(What you need to do):
Copy out the data from its first line through the line that contains "Outlines of the", and nothing past it.

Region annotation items

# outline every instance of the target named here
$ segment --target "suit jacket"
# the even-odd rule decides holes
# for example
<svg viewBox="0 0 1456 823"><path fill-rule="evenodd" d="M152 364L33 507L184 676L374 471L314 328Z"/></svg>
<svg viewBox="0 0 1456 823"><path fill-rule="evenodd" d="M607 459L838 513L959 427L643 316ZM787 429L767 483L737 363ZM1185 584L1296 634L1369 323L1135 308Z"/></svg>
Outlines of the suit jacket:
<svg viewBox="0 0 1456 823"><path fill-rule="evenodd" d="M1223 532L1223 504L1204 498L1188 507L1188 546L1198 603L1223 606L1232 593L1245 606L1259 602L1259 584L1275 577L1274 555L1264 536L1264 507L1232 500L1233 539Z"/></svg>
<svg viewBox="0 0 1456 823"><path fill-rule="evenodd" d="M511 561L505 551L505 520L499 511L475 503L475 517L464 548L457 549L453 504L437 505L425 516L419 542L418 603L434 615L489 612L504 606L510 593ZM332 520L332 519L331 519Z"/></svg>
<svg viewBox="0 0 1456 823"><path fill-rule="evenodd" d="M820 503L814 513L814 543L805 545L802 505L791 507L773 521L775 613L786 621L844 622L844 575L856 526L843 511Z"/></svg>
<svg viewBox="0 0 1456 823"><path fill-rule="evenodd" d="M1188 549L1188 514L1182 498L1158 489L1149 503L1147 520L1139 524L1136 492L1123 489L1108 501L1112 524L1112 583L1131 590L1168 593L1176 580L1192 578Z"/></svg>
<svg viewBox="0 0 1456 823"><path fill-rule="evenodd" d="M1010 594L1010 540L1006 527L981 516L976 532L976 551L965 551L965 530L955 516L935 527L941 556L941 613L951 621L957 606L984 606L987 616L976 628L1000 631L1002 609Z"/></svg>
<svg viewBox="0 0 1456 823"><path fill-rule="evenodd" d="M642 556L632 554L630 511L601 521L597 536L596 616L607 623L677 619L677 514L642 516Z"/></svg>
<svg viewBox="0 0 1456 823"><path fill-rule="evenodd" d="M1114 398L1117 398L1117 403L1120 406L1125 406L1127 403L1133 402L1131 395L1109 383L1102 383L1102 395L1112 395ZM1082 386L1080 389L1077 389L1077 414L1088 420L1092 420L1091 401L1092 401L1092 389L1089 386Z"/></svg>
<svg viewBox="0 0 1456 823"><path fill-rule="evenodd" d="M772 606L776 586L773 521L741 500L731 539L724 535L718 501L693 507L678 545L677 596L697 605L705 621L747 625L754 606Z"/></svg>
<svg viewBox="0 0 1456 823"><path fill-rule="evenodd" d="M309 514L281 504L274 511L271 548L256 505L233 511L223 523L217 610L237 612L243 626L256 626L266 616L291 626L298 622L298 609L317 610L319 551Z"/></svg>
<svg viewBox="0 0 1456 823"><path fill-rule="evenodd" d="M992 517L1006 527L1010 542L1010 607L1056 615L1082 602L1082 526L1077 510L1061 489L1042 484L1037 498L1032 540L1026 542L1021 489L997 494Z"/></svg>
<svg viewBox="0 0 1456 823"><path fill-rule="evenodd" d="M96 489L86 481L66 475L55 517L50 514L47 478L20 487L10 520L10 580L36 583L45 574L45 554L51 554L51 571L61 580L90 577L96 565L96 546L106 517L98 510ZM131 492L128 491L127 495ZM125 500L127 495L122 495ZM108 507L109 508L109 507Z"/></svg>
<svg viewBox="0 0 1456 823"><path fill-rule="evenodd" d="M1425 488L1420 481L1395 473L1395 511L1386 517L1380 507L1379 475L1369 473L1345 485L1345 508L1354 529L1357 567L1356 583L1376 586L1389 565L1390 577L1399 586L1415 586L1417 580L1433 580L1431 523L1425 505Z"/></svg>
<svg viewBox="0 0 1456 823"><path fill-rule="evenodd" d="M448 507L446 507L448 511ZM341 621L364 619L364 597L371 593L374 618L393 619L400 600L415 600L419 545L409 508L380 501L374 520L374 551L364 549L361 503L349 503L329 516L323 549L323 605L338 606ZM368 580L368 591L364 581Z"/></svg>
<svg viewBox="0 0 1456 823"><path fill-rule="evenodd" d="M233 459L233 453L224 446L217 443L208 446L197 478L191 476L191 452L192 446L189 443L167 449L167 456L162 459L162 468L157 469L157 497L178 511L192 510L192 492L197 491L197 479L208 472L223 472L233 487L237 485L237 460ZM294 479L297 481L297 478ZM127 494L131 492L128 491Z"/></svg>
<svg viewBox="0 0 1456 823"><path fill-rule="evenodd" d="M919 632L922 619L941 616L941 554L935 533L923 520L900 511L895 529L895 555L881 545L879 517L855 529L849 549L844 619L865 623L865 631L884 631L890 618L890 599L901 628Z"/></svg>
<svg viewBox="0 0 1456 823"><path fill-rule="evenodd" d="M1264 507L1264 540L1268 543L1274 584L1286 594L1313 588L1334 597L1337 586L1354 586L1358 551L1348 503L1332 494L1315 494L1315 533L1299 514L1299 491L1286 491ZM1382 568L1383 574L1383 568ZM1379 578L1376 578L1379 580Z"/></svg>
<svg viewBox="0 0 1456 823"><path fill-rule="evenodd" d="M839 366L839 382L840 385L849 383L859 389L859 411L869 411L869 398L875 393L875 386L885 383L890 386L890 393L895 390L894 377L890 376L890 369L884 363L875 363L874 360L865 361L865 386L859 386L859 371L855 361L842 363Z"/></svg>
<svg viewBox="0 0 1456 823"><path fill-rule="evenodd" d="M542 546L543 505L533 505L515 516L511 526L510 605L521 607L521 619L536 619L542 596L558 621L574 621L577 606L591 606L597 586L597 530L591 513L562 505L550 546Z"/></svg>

(Written answer):
# outline every instance of the target named here
$ segment --target "suit jacket"
# the even-odd rule decides holes
# for example
<svg viewBox="0 0 1456 823"><path fill-rule="evenodd" d="M152 364L33 507L184 676L374 471L314 328Z"/></svg>
<svg viewBox="0 0 1456 823"><path fill-rule="evenodd" d="M607 459L838 513L959 427L643 316ZM787 429L767 483L737 363ZM1185 584L1296 634L1369 323L1135 308Z"/></svg>
Outlines of the suit jacket:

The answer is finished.